» REQUIREMENT A
Reproduce the records word for word, starting at the line that contains "as in (367,150)." and ending at the last line of the records.

» DOCUMENT SEGMENT
────────
From: Han-Wen Nienhuys <hanwen@google.com>

The reftable format includes support for an (OID => ref) map. This map can speed
up visibility and reachability checks. In particular, various operations along
the fetch/push path within Gerrit have ben sped up by using this structure.

The map is constructed with help of a binary tree. Object IDs are hashes, so
they are uniformly distributed. Hence, the tree does not attempt forced
rebalancing.

Signed-off-by: Han-Wen Nienhuys <hanwen@google.com>
---
 Makefile                 |  4 ++-
 reftable/tree.c          | 63 ++++++++++++++++++++++++++++++++++++++++
 reftable/tree.h          | 34 ++++++++++++++++++++++
 reftable/tree_test.c     | 61 ++++++++++++++++++++++++++++++++++++++
 t/helper/test-reftable.c |  1 +
 5 files changed, 162 insertions(+), 1 deletion(-)
 create mode 100644 reftable/tree.c
 create mode 100644 reftable/tree.h
 create mode 100644 reftable/tree_test.c

diff --git a/Makefile b/Makefile
index 91be4b9c27a..12bd12328b5 100644
--- a/Makefile
+++ b/Makefile
@@ -2454,11 +2454,13 @@ REFTABLE_OBJS += reftable/block.o
 REFTABLE_OBJS += reftable/blocksource.o
 REFTABLE_OBJS += reftable/publicbasics.o
 REFTABLE_OBJS += reftable/record.o
+REFTABLE_OBJS += reftable/tree.o
 
+REFTABLE_TEST_OBJS += reftable/basics_test.o
 REFTABLE_TEST_OBJS += reftable/block_test.o
 REFTABLE_TEST_OBJS += reftable/record_test.o
 REFTABLE_TEST_OBJS += reftable/test_framework.o
-REFTABLE_TEST_OBJS += reftable/basics_test.o
+REFTABLE_TEST_OBJS += reftable/tree_test.o
 
 TEST_OBJS := $(patsubst %$X,%.o,$(TEST_PROGRAMS)) $(patsubst %,t/helper/%,$(TEST_BUILTINS_OBJS))
────────
» RECORDS FOR THIS EXERCISE
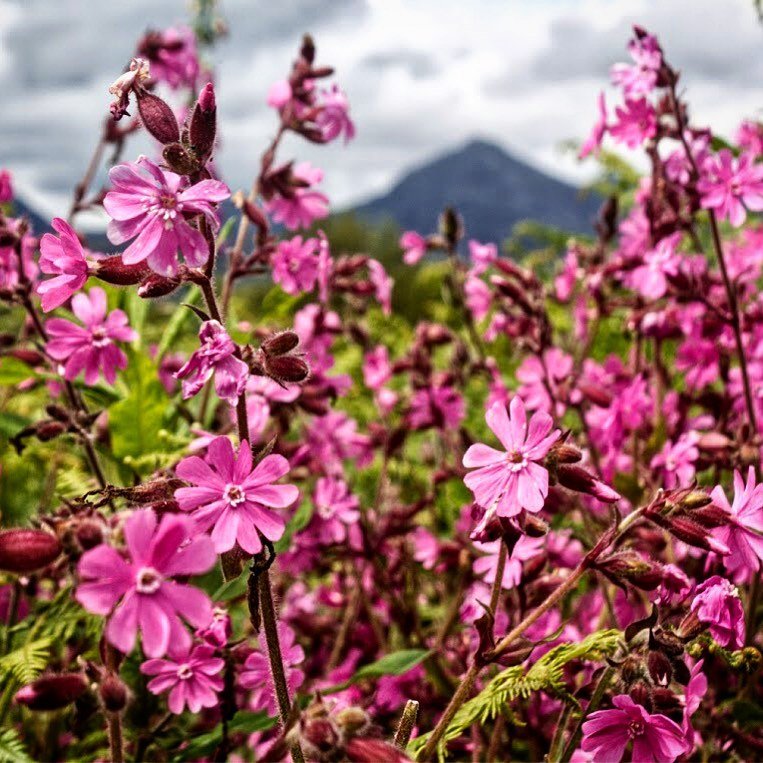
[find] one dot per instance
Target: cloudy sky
(422, 76)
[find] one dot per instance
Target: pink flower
(295, 265)
(172, 55)
(91, 347)
(382, 284)
(376, 368)
(336, 508)
(216, 356)
(146, 599)
(63, 258)
(513, 479)
(482, 255)
(592, 143)
(651, 278)
(279, 94)
(153, 206)
(525, 548)
(744, 533)
(438, 405)
(640, 78)
(676, 460)
(636, 123)
(6, 187)
(257, 675)
(716, 603)
(414, 246)
(234, 497)
(731, 186)
(607, 733)
(333, 117)
(305, 203)
(190, 677)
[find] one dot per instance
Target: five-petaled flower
(90, 348)
(216, 356)
(64, 258)
(655, 737)
(138, 594)
(233, 497)
(514, 479)
(156, 207)
(191, 677)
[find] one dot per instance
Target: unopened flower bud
(158, 118)
(287, 368)
(113, 693)
(280, 344)
(203, 126)
(660, 668)
(578, 479)
(628, 566)
(26, 550)
(113, 270)
(52, 692)
(154, 286)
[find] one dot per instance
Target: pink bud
(26, 550)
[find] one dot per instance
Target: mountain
(490, 188)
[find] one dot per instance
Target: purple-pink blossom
(233, 497)
(636, 122)
(191, 677)
(414, 247)
(92, 347)
(137, 594)
(744, 533)
(513, 479)
(295, 264)
(607, 733)
(716, 603)
(63, 258)
(155, 207)
(333, 118)
(215, 357)
(731, 186)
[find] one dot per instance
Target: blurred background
(467, 103)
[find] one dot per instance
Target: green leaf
(12, 749)
(177, 321)
(13, 371)
(393, 664)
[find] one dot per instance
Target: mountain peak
(492, 189)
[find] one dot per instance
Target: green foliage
(12, 749)
(546, 674)
(25, 663)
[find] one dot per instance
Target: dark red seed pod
(114, 271)
(154, 286)
(203, 126)
(158, 118)
(52, 692)
(287, 368)
(280, 344)
(25, 550)
(113, 693)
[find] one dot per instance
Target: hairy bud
(26, 550)
(114, 271)
(158, 118)
(52, 692)
(203, 126)
(154, 286)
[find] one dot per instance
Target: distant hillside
(489, 187)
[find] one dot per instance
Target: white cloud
(422, 76)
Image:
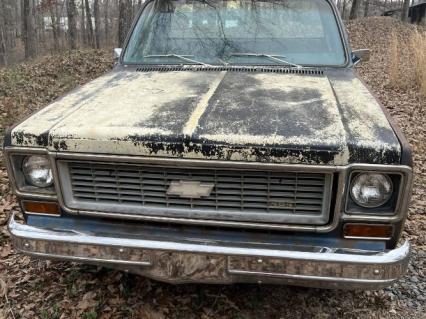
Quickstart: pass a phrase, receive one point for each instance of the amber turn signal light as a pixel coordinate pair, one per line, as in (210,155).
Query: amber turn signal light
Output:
(41,208)
(367,231)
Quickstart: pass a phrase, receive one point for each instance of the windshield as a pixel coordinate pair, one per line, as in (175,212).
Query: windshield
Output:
(243,32)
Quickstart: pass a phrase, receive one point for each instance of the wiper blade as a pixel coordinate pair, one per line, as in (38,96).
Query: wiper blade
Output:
(274,57)
(182,57)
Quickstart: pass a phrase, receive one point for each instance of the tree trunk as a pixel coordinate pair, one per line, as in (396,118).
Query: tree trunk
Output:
(28,33)
(96,12)
(72,24)
(344,9)
(3,52)
(124,16)
(83,24)
(55,27)
(354,9)
(405,10)
(366,7)
(89,24)
(106,22)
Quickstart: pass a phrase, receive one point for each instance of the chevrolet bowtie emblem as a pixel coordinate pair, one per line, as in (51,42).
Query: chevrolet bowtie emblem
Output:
(190,189)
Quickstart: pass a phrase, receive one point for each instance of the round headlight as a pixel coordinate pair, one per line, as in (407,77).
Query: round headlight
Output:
(37,171)
(371,190)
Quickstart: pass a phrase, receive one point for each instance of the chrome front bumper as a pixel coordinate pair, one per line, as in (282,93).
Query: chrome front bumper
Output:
(208,262)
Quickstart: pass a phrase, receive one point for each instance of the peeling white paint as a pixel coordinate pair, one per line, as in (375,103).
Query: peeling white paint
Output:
(101,117)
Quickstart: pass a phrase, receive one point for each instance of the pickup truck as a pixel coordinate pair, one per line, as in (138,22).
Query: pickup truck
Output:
(232,142)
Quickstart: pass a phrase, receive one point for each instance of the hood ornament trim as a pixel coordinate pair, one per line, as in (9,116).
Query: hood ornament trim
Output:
(190,189)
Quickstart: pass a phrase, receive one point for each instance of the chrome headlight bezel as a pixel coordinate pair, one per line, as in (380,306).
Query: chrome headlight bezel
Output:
(20,183)
(383,180)
(388,207)
(37,171)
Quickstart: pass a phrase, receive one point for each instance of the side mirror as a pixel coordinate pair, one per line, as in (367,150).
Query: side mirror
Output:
(117,54)
(361,55)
────────
» REQUIREMENT B
Rewrite the passage of the reftable patch starting at "From: Han-Wen Nienhuys" and ending at "using this structure.", switching "Gerrit" to "JGit".

» EXERCISE ANSWER A
Quickstart: pass a phrase, receive one point for each instance of the side mirror as a pixel coordinate pair, one per line, as in (367,150).
Query: side mirror
Output:
(117,54)
(361,55)

» EXERCISE ANSWER B
From: Han-Wen Nienhuys <hanwen@google.com>

The reftable format includes support for an (OID => ref) map. This map can speed
up visibility and reachability checks. In particular, various operations along
the fetch/push path within JGit have ben sped up by using this structure.